→ **Problem 1**:
Using the passage on scale-free networks, answer:
(a) What do the black circles represent?
(b) In most real-life examples, between which values does k lie?
(c) In the railway example, which cities does it make sense to connect up with?

→ **Provided text**:
↓
The black circles represent a data set from a typical scale-free network. All points lie on or close to the blue line, which is the graph of a function of the form ax-k. The degree distribution adheres to a power law.

The graph of a scale-free network, however, adheres to what is called a power law: it approximates the graph of a function of the form f(x)=ax-k, where a and k are constant. In most real-life examples, k lies somewhere between 1 and 3. In this case there is no peak around the average degree, rather the graph slopes steeply downward as the degree grows: there are a large number of nodes with very few connections dominated by fewer extremely well-connected ones.

But why are so many real-world networks scale-free? In some cases, the answer seems obvious. If you're building a new railway line, for example, it makes sense to connect up with cities that are already well-connected. If you're at a party, you're more likely to get chatting to someone who is clearly sociable, rather than to a loner sitting in a corner. As the network evolves, well-connected nodes become better-connected and badly-connected ones remain badly-connected.
↑
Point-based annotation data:
↓
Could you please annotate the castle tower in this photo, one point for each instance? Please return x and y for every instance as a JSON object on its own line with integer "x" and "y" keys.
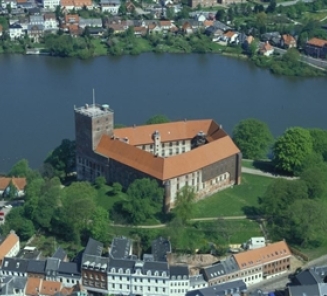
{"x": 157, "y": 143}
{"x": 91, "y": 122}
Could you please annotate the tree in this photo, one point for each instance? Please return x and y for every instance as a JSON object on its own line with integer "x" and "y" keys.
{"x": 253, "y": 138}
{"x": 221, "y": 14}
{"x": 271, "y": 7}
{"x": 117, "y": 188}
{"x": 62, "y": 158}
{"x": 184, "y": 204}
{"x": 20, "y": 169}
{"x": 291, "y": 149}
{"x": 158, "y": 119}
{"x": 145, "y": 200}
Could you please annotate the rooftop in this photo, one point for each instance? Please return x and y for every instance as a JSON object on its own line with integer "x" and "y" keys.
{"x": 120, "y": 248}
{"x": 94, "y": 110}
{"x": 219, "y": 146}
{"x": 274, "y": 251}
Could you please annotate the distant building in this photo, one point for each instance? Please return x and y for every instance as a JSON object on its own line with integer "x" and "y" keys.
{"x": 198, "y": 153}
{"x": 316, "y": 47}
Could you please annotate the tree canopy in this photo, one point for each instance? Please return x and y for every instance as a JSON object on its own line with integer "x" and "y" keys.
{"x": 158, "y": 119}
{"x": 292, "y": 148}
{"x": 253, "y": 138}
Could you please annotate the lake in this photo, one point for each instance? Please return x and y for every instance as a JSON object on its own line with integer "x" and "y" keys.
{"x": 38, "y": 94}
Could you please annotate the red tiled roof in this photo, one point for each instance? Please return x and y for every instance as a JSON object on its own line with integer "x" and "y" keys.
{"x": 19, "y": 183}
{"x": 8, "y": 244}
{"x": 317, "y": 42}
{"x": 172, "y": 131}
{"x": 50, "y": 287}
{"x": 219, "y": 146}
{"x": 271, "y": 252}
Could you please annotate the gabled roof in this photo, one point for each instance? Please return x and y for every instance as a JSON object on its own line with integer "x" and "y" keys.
↑
→ **Problem 2**:
Copy verbatim the part of the entries that opens with the line containing "Could you please annotate the distant" and continues through the end of the entries, including both ends.

→ **Exercise response 1**:
(a) A data set from a typical scale-free network.
(b) Between 1 and 3.
(c) Cities that are already well-connected.

→ **Exercise response 2**:
Could you please annotate the distant building in this photo, one point for each instance? Please return x and y for every instance as a JSON object on its own line with integer "x" and "y" keys.
{"x": 198, "y": 153}
{"x": 316, "y": 47}
Could you please annotate the tree canopy in this photo, one point for each instance? Please return x and y for every instance as a JSON object on its own line with integer "x" and "y" keys.
{"x": 158, "y": 119}
{"x": 292, "y": 148}
{"x": 253, "y": 138}
Could you please annotate the lake in this photo, one point for each instance? Please return x and y for every instance as a JSON object on its own line with integer "x" and "y" keys.
{"x": 38, "y": 94}
Could you please annotate the red tiled roof in this photo, one point for each instance? Please return x and y for every instance as a JSON object on its own line with integer "x" and "y" keys.
{"x": 19, "y": 183}
{"x": 8, "y": 244}
{"x": 317, "y": 42}
{"x": 172, "y": 131}
{"x": 50, "y": 287}
{"x": 219, "y": 146}
{"x": 271, "y": 252}
Could you please annotate the gabled roof in this photo, one point for each instance? Please return x and y for every instance as a JSON object on its own line with integer "x" and "y" keys.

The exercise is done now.